State how many lines in the listing below contain the string "metal", giving only the number.

━━━ Exercise inputs ━━━

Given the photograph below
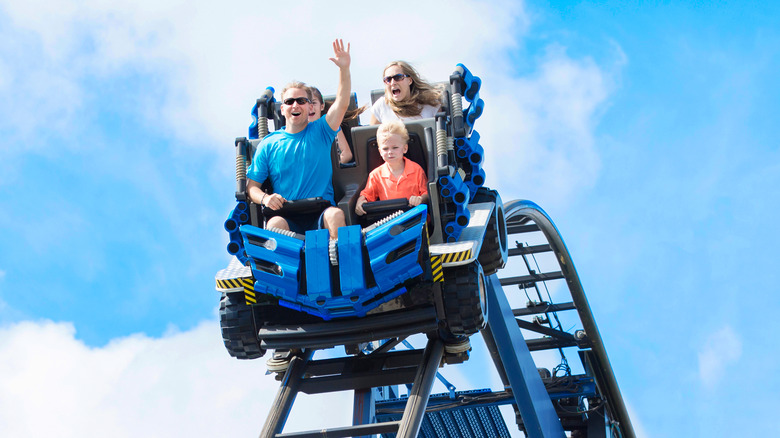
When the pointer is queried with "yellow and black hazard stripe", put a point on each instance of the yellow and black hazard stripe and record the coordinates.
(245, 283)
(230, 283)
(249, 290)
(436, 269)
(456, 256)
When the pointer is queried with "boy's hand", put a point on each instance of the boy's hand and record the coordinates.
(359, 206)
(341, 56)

━━━
━━━ Exercise inputs ━━━

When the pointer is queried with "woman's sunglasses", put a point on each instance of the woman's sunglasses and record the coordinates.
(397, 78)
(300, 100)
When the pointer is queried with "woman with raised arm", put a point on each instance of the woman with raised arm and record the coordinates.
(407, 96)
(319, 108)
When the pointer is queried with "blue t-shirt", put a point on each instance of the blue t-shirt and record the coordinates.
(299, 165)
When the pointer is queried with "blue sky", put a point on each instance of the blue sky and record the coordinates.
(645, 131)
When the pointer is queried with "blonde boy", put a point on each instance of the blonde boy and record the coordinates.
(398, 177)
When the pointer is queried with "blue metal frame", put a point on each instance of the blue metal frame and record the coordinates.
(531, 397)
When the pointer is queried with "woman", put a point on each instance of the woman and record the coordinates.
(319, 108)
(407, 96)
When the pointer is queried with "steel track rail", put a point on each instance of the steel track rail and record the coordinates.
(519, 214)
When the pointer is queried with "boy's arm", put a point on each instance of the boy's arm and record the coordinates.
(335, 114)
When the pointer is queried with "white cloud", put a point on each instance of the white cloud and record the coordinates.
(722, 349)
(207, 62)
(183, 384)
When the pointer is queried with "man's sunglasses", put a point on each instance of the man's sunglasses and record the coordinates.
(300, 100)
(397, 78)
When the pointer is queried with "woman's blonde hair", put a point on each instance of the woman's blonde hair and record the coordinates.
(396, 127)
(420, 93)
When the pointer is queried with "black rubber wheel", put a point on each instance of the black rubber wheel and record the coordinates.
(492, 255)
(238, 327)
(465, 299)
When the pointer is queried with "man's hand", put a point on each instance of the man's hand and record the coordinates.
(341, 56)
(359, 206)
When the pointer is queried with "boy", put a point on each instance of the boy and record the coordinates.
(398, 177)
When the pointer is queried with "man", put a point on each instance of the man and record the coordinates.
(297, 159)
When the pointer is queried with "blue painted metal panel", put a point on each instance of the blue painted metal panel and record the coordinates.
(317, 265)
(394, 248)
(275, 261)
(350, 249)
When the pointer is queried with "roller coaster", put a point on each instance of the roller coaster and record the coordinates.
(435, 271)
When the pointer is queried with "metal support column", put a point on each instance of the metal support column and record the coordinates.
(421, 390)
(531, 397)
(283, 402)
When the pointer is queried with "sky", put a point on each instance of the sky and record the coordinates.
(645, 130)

━━━

Result of this exercise: 3